Excerpted records
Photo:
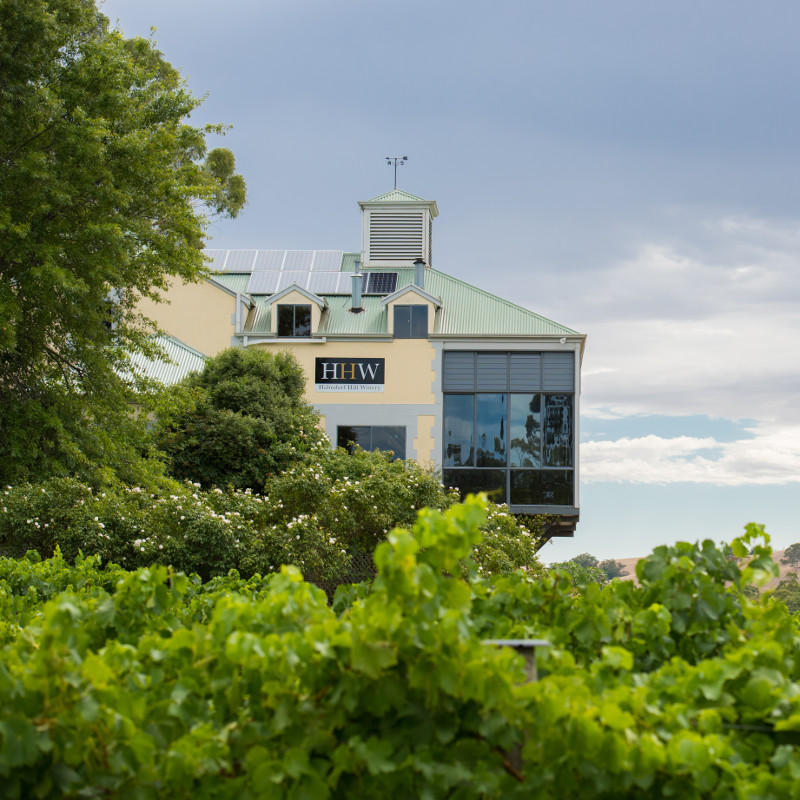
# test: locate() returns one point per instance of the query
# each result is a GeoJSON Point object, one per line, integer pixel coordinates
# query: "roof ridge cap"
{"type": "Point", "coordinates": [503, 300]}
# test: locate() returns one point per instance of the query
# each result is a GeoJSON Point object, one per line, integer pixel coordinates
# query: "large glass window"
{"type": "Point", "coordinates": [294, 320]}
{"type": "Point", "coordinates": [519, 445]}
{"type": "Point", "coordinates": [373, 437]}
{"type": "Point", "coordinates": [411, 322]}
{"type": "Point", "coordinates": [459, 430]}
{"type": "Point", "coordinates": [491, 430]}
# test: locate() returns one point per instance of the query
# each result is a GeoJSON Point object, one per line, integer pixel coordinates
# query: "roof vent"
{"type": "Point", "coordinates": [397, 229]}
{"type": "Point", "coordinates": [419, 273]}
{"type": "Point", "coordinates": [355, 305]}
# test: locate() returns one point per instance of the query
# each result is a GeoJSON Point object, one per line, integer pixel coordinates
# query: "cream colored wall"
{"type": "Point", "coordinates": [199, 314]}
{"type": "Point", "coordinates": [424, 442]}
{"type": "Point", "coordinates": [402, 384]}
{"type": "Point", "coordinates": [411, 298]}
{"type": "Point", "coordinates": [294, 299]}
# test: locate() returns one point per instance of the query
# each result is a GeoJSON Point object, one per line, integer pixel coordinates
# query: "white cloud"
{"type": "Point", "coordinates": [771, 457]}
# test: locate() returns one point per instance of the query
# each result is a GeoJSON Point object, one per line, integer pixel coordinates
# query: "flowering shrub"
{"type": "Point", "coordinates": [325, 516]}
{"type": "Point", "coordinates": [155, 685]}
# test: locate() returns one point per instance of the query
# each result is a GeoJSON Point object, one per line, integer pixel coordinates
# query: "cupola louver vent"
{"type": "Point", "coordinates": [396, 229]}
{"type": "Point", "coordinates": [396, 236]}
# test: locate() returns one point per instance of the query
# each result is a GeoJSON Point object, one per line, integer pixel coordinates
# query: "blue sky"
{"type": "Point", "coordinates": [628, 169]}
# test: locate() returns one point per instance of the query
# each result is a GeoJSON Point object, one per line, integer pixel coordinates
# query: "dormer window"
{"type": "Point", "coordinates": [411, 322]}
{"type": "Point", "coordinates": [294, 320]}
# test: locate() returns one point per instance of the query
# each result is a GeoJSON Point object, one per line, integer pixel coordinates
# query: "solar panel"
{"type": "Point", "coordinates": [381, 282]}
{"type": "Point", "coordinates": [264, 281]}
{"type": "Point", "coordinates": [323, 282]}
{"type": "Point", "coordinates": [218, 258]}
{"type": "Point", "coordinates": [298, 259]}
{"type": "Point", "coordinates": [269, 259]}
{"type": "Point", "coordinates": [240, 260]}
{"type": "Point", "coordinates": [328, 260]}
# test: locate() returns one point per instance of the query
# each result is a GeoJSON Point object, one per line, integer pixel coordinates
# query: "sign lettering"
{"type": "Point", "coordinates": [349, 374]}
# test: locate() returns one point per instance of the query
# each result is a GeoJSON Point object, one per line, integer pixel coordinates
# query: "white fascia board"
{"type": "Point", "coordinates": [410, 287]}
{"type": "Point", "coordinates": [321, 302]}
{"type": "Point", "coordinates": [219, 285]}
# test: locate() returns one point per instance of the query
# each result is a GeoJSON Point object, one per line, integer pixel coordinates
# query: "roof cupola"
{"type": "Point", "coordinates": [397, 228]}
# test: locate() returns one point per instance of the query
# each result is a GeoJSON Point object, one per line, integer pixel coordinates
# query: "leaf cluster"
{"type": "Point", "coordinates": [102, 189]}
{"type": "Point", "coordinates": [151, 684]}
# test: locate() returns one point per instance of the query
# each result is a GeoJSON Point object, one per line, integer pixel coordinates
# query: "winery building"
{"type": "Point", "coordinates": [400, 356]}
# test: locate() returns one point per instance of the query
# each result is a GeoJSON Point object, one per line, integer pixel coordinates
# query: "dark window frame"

Your goal
Hand over the entries again, exactly as written and without the pictures.

Your response
Photo:
# test: locate() returns one point per instance of the query
# each result is a GeoJSON Point object, one per line, integer pixel coordinates
# query: "roof ridge cap"
{"type": "Point", "coordinates": [503, 300]}
# test: locate() returns one point per instance of the query
# each result is a GeoJSON Point object, one per line, integer pixel coordinates
# query: "large glass window"
{"type": "Point", "coordinates": [294, 320]}
{"type": "Point", "coordinates": [519, 445]}
{"type": "Point", "coordinates": [373, 437]}
{"type": "Point", "coordinates": [411, 322]}
{"type": "Point", "coordinates": [459, 430]}
{"type": "Point", "coordinates": [491, 430]}
# test: locate() returns one point per instance of the query
# each result is a GeoJSON Point object, one per line, integer pixel coordinates
# query: "roof vent"
{"type": "Point", "coordinates": [397, 229]}
{"type": "Point", "coordinates": [419, 273]}
{"type": "Point", "coordinates": [355, 305]}
# test: locate() returns one point per instance of the query
# each result is a GeoJSON Point object, one per line, integer pixel coordinates
# query: "cream colored wall"
{"type": "Point", "coordinates": [199, 314]}
{"type": "Point", "coordinates": [424, 442]}
{"type": "Point", "coordinates": [402, 384]}
{"type": "Point", "coordinates": [411, 298]}
{"type": "Point", "coordinates": [294, 299]}
# test: locate() returns one point per instance of the query
# each result is a GeoJSON Point object, one per line, integer pixel coordinates
# query: "white cloud"
{"type": "Point", "coordinates": [771, 457]}
# test: locate() returns one point per instance of the query
# each result is a GeoJSON Point object, one per line, integer pixel coordinates
# query: "flowering shrub"
{"type": "Point", "coordinates": [325, 516]}
{"type": "Point", "coordinates": [155, 685]}
# test: locate() returns one point per instance of the query
# each result is a GeoJSON Point object, one per line, integer pixel coordinates
# query: "cupola louver vent"
{"type": "Point", "coordinates": [396, 229]}
{"type": "Point", "coordinates": [396, 236]}
# test: locate() returns one point per instance of the query
# each result is a GeoJSON Point object, one per line, integer pixel coordinates
# query: "blue sky"
{"type": "Point", "coordinates": [628, 169]}
# test: locate() returns one point per instance of the query
# each result is a GeoJSON Point object, one per line, integer pixel coordinates
# query: "dormer window"
{"type": "Point", "coordinates": [411, 322]}
{"type": "Point", "coordinates": [294, 320]}
# test: locate() returns one point per instance of the query
# each result is a GeoJSON Point object, one per line, integer pixel coordinates
# query: "solar panel"
{"type": "Point", "coordinates": [381, 282]}
{"type": "Point", "coordinates": [264, 281]}
{"type": "Point", "coordinates": [323, 282]}
{"type": "Point", "coordinates": [218, 258]}
{"type": "Point", "coordinates": [298, 259]}
{"type": "Point", "coordinates": [269, 259]}
{"type": "Point", "coordinates": [240, 260]}
{"type": "Point", "coordinates": [328, 260]}
# test: locate() returns one point per instance of the query
# each result is a GeoJSON Point object, one per line, integer pixel coordinates
# query: "sign lettering"
{"type": "Point", "coordinates": [349, 374]}
# test: locate() returns one point per instance of the query
# each result is a GeoJSON Point object, one per line, integer pixel coordinates
# query: "white fascia board"
{"type": "Point", "coordinates": [410, 287]}
{"type": "Point", "coordinates": [321, 302]}
{"type": "Point", "coordinates": [219, 285]}
# test: locate() returns one point per instance of the query
# each result is a GeoJSON Point object, one per line, integer pixel coordinates
# query: "roof cupola"
{"type": "Point", "coordinates": [397, 228]}
# test: locate() returns one point per instance of the query
# each result is a GeoJSON Point object, one per line, integer pixel coordinates
# query: "leaf cluster"
{"type": "Point", "coordinates": [102, 189]}
{"type": "Point", "coordinates": [151, 684]}
# test: locate() returns one point per instance of the query
# each result is a GeoJSON Point object, one per line, integer pixel coordinates
# query: "winery building"
{"type": "Point", "coordinates": [400, 356]}
# test: locate() returns one point per instance of the query
# each result is a GeoJSON Point object, one per line, integer pixel coordinates
# query: "dark window frame"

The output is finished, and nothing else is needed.